What is it? A surreal monologue about a suspicious death and the feelings of complicity that follow.

Where we saw it: Oran Mor, Glasgow, 2011.

Where you can see it: Traverse Theatre, until 26 August.

What we said: “Often foul, sometimes heartbreakingly beautiful, and always edged with an almost hallucinatory sharpness of vision, touch and smell.”

JOYCE MCMILLAN

HANGMAN

What is it? A look at crime and punishment through a combination of theatre and contemporary dance.

Where we saw it: Fringe 2007.

Where you can see it: Assembly Roxy, until 27 August.

What we said: “The whole show represents a magnificent masterclass for Festival-goers in what theatre is and can be – a feast of light, beauty and movement for all of the sense, turning theatrical space into a magical field of ideas and dreams.” JOYCE MCMILLAN

THE MAN WHO PLANTED TREES

What is it? A very funny and endearing puppetry production following the lovable “Dog”.

Where we saw it: Fringe 2006.

Where you can see it: Scottish Storytelling Centre, until 14 August.

What we said: “The audience is completely united – everyone laughs at the same gags and everyone falls silent at precisely the same moments when things take a turn for the serious.” ROGER COX

HAIRY MACLARY AND FRIENDS.

What is it? The popular children’s story is adapted into a stage show following a dog’s adventures with live music.

Where we saw it: Howden Park Centre, Livingston, 2011.

Where you can see it: Assembly @ George Square, 12-22 August.

What we said: “There’s some fine use of old-fashioned pantomime tricks to draw the audience into the story, each little yarn told in a jolly, rhythmic song.” JOYCE MCMILLAN

THE TABLE

What is it? A late night puppet show with an interesting and provoking philosophical slant on life.

Where we saw it: Fringe 2011

Where you can see it: Pleasance Courtyard, 11-14 August.

What we said: “Our dextrous man on the tabletop has ambitions to give us ‘an evening of epic puppetry’ and a real-time rendition of the last 12 hours in the life of Moses. Operated bunraku-style by three puppeteers, and throwing in a hilarious lesson in the principles of object manipulation, he manages to find himself repeatedly interrupted in this.”

MARK FISHER

MACBETH: WHO IS THAT BLOODIED MAN?

What is it? A large scale outdoor interpretation of Shakespeare’s play.

Where we saw it: Fringe 2007.

Where you can see it: Old College Quad, until 13 August.

What we said: “There’s a fabulous score, sung live by a soprano perched high on a wind-blown ladder; and there is that visual imagery, mad, wild and beautiful. The sight of eight great stilt-walkers in single file suddenly emerging on to the stage, touched by an eerie blue light, and representing all the generations of kings descended from Banquo, is almost worth the ticket price in itself.” JOYCE MCMILLAN

GOOD WITH PEOPLE

What is it? Tense drama following a man’s return home and the consequence of his relationships. Part of double bill with The Letter of Last Resort.

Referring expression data
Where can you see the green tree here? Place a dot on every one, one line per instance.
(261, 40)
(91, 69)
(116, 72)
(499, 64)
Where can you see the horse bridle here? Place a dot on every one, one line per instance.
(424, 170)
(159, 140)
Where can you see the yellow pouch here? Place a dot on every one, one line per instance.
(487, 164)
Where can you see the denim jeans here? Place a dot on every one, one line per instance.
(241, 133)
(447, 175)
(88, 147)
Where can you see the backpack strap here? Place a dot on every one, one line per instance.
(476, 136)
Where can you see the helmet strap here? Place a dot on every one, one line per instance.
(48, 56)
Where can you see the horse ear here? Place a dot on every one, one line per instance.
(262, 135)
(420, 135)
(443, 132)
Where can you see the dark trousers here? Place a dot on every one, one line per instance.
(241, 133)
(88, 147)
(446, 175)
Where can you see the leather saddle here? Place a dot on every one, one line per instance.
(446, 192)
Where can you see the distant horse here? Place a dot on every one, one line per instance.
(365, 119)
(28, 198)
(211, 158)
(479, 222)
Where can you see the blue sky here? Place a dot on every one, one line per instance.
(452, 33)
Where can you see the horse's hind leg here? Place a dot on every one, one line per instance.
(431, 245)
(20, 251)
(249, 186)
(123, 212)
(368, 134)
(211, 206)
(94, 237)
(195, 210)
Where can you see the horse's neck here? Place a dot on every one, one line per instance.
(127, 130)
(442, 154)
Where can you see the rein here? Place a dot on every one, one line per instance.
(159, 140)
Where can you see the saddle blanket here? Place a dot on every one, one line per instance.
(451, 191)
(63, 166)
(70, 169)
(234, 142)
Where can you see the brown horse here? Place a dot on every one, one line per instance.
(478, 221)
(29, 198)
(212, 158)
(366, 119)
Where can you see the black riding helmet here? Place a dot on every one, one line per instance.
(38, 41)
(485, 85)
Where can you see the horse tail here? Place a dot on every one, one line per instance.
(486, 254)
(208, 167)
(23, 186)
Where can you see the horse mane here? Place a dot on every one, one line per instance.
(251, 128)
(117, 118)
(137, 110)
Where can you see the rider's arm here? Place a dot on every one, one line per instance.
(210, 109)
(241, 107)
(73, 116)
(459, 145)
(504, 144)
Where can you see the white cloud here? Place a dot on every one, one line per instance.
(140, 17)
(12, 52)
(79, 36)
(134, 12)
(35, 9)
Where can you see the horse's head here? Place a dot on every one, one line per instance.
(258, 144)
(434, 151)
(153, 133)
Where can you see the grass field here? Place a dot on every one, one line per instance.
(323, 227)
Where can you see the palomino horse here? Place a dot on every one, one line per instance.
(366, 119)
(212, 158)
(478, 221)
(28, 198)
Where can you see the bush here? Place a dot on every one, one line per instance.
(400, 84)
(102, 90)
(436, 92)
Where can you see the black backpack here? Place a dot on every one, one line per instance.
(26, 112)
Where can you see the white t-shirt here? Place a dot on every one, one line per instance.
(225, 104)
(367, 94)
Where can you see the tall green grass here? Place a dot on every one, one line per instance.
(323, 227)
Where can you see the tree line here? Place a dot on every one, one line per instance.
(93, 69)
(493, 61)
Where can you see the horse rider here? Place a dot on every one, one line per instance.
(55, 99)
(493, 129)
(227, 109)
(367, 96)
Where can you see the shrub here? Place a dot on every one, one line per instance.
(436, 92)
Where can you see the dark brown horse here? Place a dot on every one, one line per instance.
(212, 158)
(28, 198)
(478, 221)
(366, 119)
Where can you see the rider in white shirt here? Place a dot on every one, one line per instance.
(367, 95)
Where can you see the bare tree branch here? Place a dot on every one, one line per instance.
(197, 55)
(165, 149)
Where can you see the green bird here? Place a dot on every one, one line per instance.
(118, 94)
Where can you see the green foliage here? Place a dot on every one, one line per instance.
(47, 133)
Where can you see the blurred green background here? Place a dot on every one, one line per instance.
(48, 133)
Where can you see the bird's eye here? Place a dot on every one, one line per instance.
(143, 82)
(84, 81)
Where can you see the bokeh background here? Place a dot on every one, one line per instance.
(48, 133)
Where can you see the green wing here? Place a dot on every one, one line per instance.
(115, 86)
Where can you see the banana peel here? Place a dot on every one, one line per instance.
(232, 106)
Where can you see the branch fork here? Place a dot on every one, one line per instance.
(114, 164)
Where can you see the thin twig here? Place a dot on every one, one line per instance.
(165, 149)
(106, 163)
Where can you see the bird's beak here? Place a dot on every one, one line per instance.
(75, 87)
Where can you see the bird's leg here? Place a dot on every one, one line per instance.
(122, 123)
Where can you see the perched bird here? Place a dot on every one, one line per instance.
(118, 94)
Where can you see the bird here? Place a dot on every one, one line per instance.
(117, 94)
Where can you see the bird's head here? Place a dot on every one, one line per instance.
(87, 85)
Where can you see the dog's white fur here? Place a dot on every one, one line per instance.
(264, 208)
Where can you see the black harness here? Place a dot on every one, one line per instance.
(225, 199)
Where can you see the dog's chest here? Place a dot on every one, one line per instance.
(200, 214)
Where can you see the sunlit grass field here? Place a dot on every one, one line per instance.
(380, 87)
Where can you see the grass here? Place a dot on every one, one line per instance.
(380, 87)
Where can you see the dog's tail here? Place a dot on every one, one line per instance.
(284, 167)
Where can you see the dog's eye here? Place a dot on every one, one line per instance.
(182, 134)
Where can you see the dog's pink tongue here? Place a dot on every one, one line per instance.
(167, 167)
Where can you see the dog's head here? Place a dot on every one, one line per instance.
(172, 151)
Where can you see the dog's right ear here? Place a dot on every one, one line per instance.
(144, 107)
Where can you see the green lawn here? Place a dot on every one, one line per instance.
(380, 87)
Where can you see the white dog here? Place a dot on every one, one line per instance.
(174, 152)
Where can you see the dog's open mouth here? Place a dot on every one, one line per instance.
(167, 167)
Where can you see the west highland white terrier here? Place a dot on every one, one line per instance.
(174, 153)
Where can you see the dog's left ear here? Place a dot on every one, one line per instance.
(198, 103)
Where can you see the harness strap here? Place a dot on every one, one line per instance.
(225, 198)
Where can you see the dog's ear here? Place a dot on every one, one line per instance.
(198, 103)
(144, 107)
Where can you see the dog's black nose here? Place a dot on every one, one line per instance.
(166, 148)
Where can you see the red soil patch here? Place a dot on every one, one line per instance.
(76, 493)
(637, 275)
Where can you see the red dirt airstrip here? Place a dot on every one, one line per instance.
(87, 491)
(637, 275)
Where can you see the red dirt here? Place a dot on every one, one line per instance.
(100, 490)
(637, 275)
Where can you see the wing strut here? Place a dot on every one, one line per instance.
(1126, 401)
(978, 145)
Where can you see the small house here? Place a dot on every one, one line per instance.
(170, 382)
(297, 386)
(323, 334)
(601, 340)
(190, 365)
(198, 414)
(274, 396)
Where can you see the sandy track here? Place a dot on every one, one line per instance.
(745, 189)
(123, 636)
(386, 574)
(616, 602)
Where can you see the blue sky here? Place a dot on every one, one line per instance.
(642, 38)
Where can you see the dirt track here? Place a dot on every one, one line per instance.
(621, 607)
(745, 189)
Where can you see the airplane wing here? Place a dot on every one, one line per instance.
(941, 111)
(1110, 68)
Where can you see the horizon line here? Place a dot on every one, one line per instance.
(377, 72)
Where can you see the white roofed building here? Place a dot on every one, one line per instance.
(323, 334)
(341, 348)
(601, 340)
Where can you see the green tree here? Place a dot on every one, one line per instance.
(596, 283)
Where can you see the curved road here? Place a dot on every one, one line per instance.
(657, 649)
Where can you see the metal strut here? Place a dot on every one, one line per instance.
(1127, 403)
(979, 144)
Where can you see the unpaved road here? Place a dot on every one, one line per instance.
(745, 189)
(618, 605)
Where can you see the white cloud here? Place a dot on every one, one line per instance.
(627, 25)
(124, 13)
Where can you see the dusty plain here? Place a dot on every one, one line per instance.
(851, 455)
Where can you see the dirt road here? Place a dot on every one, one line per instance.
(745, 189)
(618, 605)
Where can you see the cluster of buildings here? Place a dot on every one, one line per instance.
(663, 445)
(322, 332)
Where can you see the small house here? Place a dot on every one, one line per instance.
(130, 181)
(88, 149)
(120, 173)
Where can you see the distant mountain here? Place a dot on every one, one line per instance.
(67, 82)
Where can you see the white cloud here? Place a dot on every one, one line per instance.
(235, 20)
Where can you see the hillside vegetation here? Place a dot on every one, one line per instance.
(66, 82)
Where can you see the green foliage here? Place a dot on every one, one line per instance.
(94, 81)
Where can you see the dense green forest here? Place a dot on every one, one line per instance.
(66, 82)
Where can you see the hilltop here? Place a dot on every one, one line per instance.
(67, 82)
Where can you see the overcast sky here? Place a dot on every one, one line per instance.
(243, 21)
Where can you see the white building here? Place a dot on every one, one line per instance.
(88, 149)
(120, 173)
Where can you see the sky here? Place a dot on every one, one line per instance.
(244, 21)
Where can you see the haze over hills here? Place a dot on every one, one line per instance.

Problem statement » Turn the paragraph in the theater listings that begins "What we said: “Our dextrous man on the tabletop" into a short list that keeps its main facts. These entries have no connection to the theater listings.

Answer area »
- The dextrous man on the tabletop aims to give "an evening of epic puppetry."
- He also plans a real-time rendition of the last 12 hours in the life of Moses.
- Three puppeteers operate him bunraku-style.
- The show includes a hilarious lesson in the principles of object manipulation.
- He is repeatedly interrupted in his efforts.